Subject: Marine Geospatial Ecology Tools (MGET) help
Text archives
From: | "Jason Roberts" <> |
---|---|
To: | "'Anders Knudby'" <> |
Cc: | <> |
Subject: | RE: [mget-help] Random Forest predictions |
Date: | Fri, 2 Nov 2012 10:48:17 -0400 |
Hi Anders,
Here is the critical piece of code, from the file PredictModel.r (if you have
ArcGIS 10.0 it will be in
C:\Python26\ArcGIS10.0\Lib\site-packages\GeoEco\Statistics\PredictModel.r):
# Handle random forest models fitted with randomForest or party.
else if (!is.null(rPackage) && rPackage %in% c("randomForest", "party"))
{
# For binary classification forests, get the predicted probability of
# the second class and apply the cutoff.
if (rPackage == "randomForest" && model$type == "classification" &&
minResponseValue == 0 && maxResponseValue == 1)
{
predictedResponse <- as.vector(suppressWarnings(predict(model,
newdata=predictorValues, type="prob")[,2]))
if (!is.null(cutoff))
predictedResponse <- as.integer(predictedResponse >= cutoff)
}
else if (rPackage == "party" &&
(model@responses@is_nominal[1]
||
model@responses@is_ordinal[1])
&& minResponseValue == 0 && maxResponseValue == 1)
{
predictedResponse <- sapply(suppressWarnings(predict(model,
newdata=predictorValues, type="prob")), "[", i = 2)
if (!is.null(cutoff))
predictedResponse <- as.integer(predictedResponse >= cutoff)

◆ GIVEN INFORMATION ◆
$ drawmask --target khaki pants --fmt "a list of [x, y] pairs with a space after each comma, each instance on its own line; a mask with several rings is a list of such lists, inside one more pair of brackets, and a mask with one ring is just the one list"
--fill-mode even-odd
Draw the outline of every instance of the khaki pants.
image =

==

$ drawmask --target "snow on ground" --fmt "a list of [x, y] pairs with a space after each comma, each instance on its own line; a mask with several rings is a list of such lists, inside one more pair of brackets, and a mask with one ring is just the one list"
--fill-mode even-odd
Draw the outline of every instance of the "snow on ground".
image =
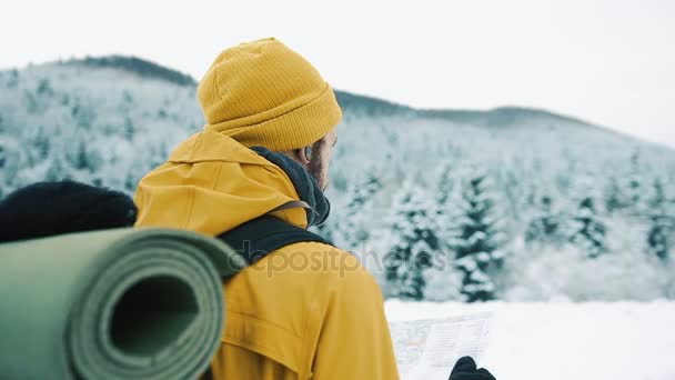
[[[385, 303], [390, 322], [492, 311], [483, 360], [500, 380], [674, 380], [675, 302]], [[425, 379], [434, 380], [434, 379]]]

==

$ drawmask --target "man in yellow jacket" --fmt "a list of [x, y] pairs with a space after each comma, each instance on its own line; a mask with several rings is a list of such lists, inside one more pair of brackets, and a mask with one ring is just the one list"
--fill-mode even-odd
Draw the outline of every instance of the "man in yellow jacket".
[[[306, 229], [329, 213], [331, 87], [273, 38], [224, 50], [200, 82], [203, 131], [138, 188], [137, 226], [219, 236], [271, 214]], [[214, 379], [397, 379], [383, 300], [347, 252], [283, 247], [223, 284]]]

◆ SET PROBLEM A ◆
According to the Random Forest predictions message, which file contains the critical piece of code?
◆ SET PROBLEM B ◆
Extend the Random Forest predictions message, beginning right after its final line of code.

◆ EXPECTED ANSWER A ◆
PredictModel.r

◆ EXPECTED ANSWER B ◆
}
# For other models (regression forests or classification forests with
# more than two classes), get the predicted response. For
classification
# forests, coerce it to an integer.
else
{
predictedResponse <- suppressWarnings(predict(model,
newdata=predictorValues, type="response"))
if (is.factor(predictedResponse))
predictedResponse <- as.integer(as.vector(predictedResponse))
else
predictedResponse <- as.vector(predictedResponse)
}
}
So, what MGET does depends on whether it is a binary classification
forest--that is, a classification forest with two classes, 0 and 1. If it is,
then MGET calls predict(..., type="prob") and extracts the second column of
the result. That column contains the predicted probability of the second
class (i.e. the predicted probability, a continuous value ranging from 0 to
1, that the result was a 1 rather than a 0). If the user provided a cutoff
value (e.g. for ROC analysis), MGET applies it to convert the continuous
probability to a binary value of 0 or 1.
For all other models--classification forests with more than two classes, or
regression forests in which the response is a continuous value (e.g. the
weight of an animal)--MGET calls predict(..., type="response"). This returns
the predicted response. If I recall correctly, it is a matrix of floats, so
the bit of code after predict() coerces those into a vector of integers for
classification forests or a vector of floats for regression forests, because
later parts of MGET like vectors rather than matrices. (But I might be
misremembering the reason for that code.)
I hope that helps. If it does not, let me know. We should be able to obtain
similar results (accounting for the randomness you mentioned), and I would
like to see that happen.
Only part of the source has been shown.